#### WHAT THE TASK REQUIRES
Carry on the beekeeping newsletter below, picking up right after its last sentence.

#### EXCERPT
◇ ◇ ◇ ◇ ◇ ◇ ◇
As we are approaching the Ides of March, your beautiful bees will have already gladdened your heart with delightful forays into the world of early pollen during the midday hours of sunny winter days. Now is is vital to keep a careful eye on their honey stores to help ensure a good transition between the winter bees gradually reaching the end of their lives, and the new arrivals needing constant sustenance.
If you find yourself in the unfortunate position to have to feed your bees with anything other than honey, you may wish to consult Gareth John’s recipe for preparing an invert syrup that it lighter on the bees’ digestion and energy than the usual formulations.
Here is the recipe:
1) Make a nettle tea with a good bunch of stinging nettles Urtica dioica, (half a dozen long stems) infused in a litre of boiling water for several minutes.
2) Strain off the nettles and use the tea to make sugar syrup, either 1:1 or 2:1 by volume or weight (it doesn't matter which).
3) Add a good squeeze of lemon juice while the mixture is hot - about half a lemon per litre. This starts the inversion of the sugar.
4) Allow the mix to cool to blood temp (stand the pan in cold water to speed the process) and add a good sprinkle of quick dissolving vitamin C powder (it is often sold in large tubs which are costly, but it is also good for colds) -about a rounded teaspoon per litre. Vitamin C breaks down at high temps, so cooling is important.
5) Stir vigorously to mix the vitamin C. The greenish tinge from the nettle tea should disappear and the mix will thicken noticeably as the acidic vitamin C completes the inversion process.
6) The final result should taste like a slightly tart Seville orange, not too tart or the bees will not take it. Extra vitamin C can always be added but it can't be taken away, so err under rather than over to begin with.
7) The mix keeps well as vitamin C is a natural preservative and the nettles add micronutrients.
8) Experience shows that the mixture is taken from a contact feeder even in cold weather if a drop of something good smelling is added, such as organic rose geranium.
Regarding the bees’ honey stores you were probably as surprised as we were to hear what a beekeeper with whom we recently shared air time on a little BBC feature had to say. For viewers in Britain it will be available on i-player for another week. The views uttered by a trustee of the BBKA, whilst indefensible on all counts, serve to encourage us to step up our efforts to engage with the general public about the great need to free the bees from the kind of beekeeping taught and propagated by that organisation.
We will continue to urge for a more cautious consumption of honey, and a deeper appreciation of the marvellous substance it is, prepared by the bees to assure their survival over not just one winter, but several seasons ahead.
Natural Bee Husbandry Magazine
Northern Bee Books’ new publishing venture, Natural Bee Husbandry Magazine has been received enthusiastically. We are proud to be involved with this exciting venture that is already contributing greatly to taking the vital message of bee-centered beekeeping into the world. So far, close to a thousand people have subscribed, and if you’re not yet amongst them, please read some reviews here and consider supporting the magazine by a subscription for yourself or a friend.
We feel privileged to be part of that growing network of worldwide connections, and are very heartened to see a great many signs that the Bee’s message of wholeness is affecting people, sometimes in profound ways, as they discover new ways of relating to the Bee and the wider world.
New Bee Health and Science Pages
Recent research into the effects of conventional beekeeping practice paints a vivid picture of the disruption and damage caused to the bees by beekeepers, and points unequivocally to the urgent need for a general adoption of bee-centered beekeeping practice.
◇ ◇ ◇ ◇ ◇ ◇ ◇
#### Image-grounded pointing data
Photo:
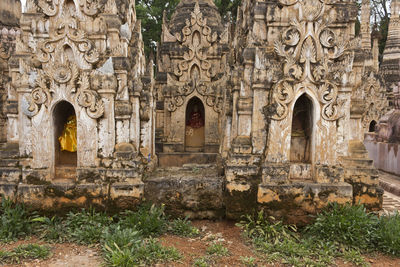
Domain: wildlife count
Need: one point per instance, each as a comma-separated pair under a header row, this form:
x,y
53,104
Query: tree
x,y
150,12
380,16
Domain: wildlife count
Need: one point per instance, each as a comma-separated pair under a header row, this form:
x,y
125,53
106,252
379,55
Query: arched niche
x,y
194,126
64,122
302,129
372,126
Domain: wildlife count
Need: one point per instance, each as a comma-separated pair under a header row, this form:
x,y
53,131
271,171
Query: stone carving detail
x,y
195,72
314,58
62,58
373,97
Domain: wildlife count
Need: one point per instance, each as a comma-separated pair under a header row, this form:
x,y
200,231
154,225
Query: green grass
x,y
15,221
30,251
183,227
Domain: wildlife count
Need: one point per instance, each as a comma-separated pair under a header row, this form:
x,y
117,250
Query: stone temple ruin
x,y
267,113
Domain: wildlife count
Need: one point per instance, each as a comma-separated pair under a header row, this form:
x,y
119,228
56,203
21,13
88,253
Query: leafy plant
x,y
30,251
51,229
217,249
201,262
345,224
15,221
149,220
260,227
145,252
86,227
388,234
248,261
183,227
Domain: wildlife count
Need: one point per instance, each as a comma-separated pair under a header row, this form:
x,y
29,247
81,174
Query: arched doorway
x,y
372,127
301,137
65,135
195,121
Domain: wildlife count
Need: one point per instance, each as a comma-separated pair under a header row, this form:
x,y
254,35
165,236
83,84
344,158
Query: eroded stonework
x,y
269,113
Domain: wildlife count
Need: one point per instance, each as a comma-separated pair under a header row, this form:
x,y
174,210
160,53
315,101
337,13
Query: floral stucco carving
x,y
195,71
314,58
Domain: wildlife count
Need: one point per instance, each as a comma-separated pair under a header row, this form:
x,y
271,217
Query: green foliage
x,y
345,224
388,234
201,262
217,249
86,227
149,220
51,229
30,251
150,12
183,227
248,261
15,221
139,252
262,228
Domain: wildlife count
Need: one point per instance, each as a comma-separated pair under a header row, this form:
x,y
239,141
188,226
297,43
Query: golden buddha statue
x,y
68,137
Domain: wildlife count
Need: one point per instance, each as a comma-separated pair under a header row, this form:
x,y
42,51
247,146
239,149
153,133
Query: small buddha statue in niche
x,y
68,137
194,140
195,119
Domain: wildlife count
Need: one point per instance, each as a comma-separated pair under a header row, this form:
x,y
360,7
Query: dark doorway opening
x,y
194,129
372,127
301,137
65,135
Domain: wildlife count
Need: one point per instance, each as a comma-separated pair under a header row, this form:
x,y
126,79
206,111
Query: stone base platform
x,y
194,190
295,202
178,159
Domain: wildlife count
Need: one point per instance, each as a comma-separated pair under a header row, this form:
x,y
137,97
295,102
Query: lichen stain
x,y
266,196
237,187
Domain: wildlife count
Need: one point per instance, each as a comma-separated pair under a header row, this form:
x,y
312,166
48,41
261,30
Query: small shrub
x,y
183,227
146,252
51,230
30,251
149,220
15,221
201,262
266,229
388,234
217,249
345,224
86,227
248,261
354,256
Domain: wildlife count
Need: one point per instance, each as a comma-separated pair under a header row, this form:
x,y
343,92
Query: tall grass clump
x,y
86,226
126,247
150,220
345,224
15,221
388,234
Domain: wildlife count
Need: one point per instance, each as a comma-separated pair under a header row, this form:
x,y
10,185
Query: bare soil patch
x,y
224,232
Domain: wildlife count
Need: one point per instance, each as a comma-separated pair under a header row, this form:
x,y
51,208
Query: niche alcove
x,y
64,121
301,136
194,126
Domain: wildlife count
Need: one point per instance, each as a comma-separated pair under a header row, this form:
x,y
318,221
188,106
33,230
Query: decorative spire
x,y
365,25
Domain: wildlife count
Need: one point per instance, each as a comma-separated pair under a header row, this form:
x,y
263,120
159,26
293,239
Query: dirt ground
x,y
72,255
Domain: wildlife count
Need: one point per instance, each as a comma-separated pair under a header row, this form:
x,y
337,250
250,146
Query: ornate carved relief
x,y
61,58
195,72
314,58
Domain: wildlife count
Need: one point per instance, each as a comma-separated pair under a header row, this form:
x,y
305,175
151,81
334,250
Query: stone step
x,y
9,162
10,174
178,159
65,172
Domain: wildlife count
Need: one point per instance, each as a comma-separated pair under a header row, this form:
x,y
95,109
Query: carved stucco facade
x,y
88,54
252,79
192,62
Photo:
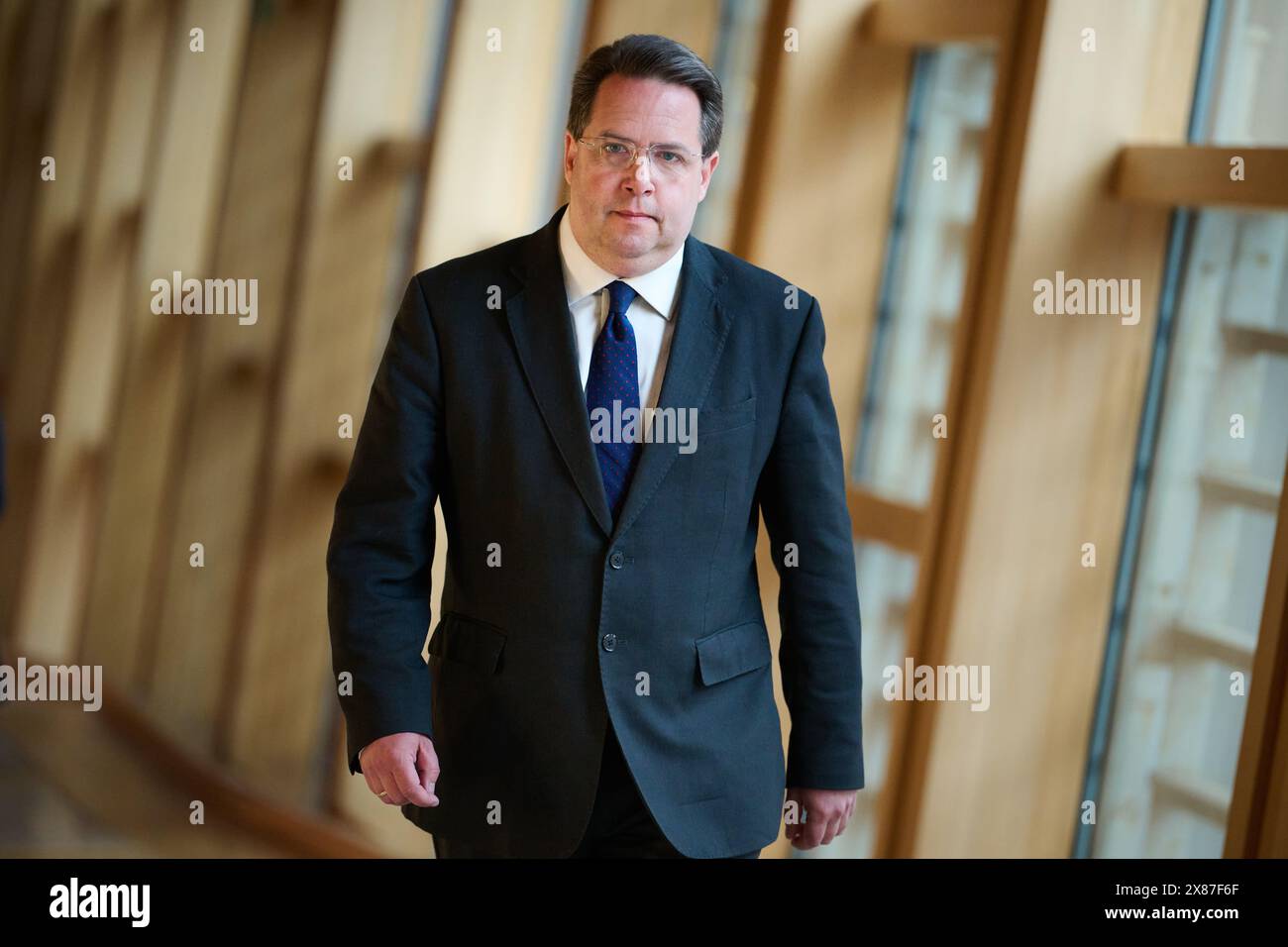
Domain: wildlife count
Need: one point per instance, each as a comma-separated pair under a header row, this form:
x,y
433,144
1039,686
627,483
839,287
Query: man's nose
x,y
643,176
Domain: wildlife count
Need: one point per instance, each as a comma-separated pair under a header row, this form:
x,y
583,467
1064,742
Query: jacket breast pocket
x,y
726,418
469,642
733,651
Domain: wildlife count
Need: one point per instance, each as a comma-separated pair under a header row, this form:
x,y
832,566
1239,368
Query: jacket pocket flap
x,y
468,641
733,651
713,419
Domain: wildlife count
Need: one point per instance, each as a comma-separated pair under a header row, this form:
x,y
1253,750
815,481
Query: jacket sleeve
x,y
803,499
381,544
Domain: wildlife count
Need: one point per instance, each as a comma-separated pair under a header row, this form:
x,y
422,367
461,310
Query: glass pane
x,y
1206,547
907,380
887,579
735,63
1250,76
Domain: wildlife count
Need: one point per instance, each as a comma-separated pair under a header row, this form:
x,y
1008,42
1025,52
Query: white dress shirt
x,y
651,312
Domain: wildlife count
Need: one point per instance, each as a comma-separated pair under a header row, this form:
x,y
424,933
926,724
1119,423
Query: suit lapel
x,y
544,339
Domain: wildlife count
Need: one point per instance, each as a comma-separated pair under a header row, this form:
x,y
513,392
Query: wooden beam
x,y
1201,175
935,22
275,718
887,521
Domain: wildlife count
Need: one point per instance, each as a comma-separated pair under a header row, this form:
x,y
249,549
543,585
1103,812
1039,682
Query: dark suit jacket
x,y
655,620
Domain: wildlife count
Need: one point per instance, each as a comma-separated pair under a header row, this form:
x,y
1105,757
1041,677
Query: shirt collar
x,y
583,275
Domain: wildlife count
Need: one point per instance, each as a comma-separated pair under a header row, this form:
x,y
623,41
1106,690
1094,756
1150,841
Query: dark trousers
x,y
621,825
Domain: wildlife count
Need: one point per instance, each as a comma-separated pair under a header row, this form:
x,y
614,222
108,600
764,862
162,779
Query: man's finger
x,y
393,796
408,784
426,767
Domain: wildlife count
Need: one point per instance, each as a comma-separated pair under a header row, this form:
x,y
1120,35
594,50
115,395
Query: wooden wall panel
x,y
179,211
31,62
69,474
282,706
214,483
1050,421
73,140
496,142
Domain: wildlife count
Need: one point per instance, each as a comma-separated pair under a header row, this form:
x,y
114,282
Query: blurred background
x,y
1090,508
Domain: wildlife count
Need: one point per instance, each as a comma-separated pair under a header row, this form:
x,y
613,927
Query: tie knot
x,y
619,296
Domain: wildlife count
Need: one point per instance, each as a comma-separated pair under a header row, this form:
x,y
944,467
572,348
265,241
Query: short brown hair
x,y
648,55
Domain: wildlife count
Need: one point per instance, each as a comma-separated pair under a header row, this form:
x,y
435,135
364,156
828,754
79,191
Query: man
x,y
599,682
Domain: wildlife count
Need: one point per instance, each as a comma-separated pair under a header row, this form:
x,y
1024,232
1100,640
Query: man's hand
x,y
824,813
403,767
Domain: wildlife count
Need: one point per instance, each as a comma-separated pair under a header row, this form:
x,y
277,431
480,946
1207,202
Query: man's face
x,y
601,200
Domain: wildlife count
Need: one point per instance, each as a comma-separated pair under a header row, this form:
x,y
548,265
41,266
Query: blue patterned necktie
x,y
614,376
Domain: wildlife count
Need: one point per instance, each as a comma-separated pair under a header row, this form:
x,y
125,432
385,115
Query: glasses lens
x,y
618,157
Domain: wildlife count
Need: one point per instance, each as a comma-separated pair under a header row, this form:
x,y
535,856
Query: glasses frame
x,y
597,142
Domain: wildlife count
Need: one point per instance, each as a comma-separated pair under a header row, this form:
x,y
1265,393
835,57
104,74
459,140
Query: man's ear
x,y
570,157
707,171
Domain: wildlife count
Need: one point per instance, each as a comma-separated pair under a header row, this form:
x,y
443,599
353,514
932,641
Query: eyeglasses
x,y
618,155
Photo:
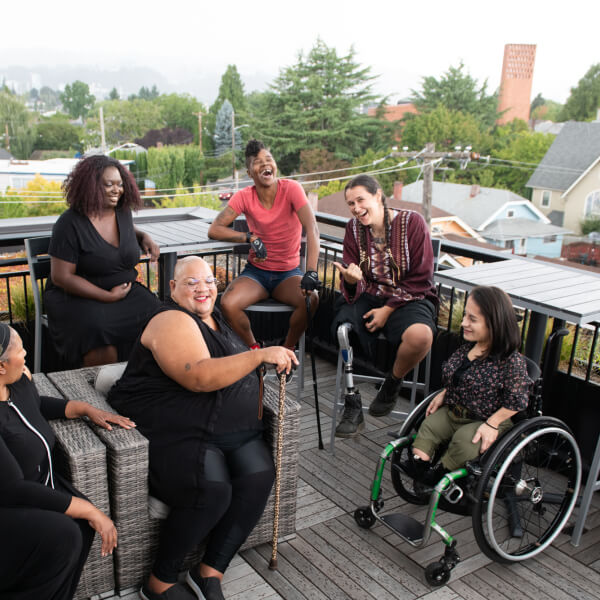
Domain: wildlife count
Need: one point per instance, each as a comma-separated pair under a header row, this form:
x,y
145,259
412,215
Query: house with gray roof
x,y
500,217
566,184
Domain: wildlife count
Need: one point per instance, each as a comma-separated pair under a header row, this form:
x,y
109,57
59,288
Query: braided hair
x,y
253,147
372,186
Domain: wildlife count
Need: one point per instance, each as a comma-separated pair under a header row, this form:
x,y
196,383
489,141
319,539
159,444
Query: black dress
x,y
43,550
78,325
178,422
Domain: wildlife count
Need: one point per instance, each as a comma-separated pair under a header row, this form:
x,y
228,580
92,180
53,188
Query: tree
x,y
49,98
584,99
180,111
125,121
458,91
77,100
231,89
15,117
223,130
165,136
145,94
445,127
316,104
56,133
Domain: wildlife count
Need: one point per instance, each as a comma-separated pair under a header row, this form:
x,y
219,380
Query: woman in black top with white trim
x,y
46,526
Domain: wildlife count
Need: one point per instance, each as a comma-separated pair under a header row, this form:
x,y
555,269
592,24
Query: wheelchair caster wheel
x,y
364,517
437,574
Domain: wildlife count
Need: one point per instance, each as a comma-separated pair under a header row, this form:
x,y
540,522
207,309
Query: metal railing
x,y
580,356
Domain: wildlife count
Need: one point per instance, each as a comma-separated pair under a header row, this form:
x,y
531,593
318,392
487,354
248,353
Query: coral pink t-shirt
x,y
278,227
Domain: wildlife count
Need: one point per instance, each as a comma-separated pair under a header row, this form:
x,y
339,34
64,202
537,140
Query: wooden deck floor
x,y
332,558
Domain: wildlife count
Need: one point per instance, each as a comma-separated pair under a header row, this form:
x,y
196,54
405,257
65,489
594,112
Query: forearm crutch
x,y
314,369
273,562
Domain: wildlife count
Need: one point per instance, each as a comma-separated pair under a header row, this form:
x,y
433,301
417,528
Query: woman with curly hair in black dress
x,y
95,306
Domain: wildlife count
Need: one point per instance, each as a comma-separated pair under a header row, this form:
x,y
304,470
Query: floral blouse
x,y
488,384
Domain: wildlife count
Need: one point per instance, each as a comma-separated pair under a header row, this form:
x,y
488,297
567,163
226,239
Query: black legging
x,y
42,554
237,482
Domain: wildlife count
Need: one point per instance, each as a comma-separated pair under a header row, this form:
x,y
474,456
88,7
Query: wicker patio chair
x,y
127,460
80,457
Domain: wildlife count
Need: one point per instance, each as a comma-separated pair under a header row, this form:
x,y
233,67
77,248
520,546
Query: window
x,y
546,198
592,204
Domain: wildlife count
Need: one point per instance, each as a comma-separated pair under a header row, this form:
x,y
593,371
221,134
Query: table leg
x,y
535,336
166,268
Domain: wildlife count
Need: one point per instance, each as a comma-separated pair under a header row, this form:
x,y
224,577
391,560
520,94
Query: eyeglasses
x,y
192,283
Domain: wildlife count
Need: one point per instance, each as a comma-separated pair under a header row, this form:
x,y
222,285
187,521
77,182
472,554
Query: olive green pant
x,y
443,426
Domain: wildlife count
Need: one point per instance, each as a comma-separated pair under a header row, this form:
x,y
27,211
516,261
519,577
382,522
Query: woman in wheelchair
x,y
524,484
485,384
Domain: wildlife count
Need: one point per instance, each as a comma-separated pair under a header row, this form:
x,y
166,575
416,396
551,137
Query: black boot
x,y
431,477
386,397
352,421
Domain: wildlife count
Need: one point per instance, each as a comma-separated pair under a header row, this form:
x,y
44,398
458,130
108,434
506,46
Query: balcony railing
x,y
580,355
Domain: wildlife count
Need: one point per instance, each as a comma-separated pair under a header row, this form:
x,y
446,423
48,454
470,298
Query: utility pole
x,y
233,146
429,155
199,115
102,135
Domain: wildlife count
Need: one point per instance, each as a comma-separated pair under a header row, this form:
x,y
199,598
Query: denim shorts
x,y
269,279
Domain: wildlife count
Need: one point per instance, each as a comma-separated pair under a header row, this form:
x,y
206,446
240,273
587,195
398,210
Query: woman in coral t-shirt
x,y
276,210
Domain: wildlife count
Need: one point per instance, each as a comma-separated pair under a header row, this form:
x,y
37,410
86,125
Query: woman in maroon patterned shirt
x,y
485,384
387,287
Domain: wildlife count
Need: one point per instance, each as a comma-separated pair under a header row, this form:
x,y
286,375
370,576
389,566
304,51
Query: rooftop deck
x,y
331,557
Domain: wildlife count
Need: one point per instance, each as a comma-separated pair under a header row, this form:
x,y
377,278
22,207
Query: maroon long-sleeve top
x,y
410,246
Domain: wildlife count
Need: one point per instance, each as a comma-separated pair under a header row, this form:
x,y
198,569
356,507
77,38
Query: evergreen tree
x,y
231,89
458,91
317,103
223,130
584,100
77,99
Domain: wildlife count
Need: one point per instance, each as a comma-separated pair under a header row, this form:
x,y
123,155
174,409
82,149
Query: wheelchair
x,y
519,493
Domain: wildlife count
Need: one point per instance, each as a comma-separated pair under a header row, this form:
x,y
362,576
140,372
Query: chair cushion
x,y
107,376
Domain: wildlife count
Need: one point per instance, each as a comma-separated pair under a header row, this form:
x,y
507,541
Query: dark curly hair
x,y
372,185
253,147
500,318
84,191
◇ ◇ ◇ ◇ ◇ ◇ ◇
#### TASK ANSWER
Bee health, vitality and long term resilience - these are at the core of our endeavours, and we hope that you find our new health page pertaining to bee health to be useful. In addition, we are now presenting all the research that pertains to the principles of natural beekeeping on one dedicated and searchable science page. Our trustees direct much effort at making our website a rich resource, capable of supporting anyone in search of enlightened approaches to beekeeping and we extend our thanks to David Heaf who collated the material on the science page.
From our earliest beginnings our advocacy has emphasised the importance of natural reproduction by swarming, of bees building their own combs, of hives that support the bees’ efforts at warmth maintenance and generally of bees leading a largely undisturbed life free from undue interference and others stresses, such as overharvesting and treatments of any kind. We have been encouraged in this stance not only by our bees’ unmistakable responses, but also by our many supporters who have shown their appreciation in word and deed.
It is certainly gratifying that so much recent science also supports and endorses the bee husbandry principles we have encouraged for so long. Scientific validation may well help many a beekeeper decide to change their practices. What we really hope for is that a deep understanding of the wholeness of the Bien - that wisdom-filled entity that guides and directs all the processes of the hive - will complement in time what the intellect can grasp from scientific findings. Only then will the culture of beekeeping change profoundly.
Sun Hive Workshop
We are delighted to announce that our trustee Rachel Hanney will be offering a workshop for sunhive making this spring at the beautiful location of Hauser and Wirth in Somerset. Places are limited, so if you are interested, decide soon. On the 22nd April Hauser and Wirth are offering a Day of the Bee, in which we are delighted to participate; see more details here.
Sometimes one is fortunate enough to come across a colony of bees living in the wild, high up in a tree cavity, or some other unexpected place. Such encounters can touch us deeply, indeed for many it is a first encounter with the reality that honey bees naturally live in trees.
In the hope of encouraging many more such wondrous meetings between human beings and bees that live as nature intended, we are delighted to announce a new initiative: Our international Photographic Competition to celebrate honeybees living in the wild has now been launched. We would be very grateful if you shared the details of it with all your nature-loving friends and drew attention to it on any social media you’re engaged with. We have been greatly inspired by Thomas D. Seeley’s research into wild bees, and hope that many will take up the wonderful past time he encourages in his very engagingly written Book Following the Wild Bees.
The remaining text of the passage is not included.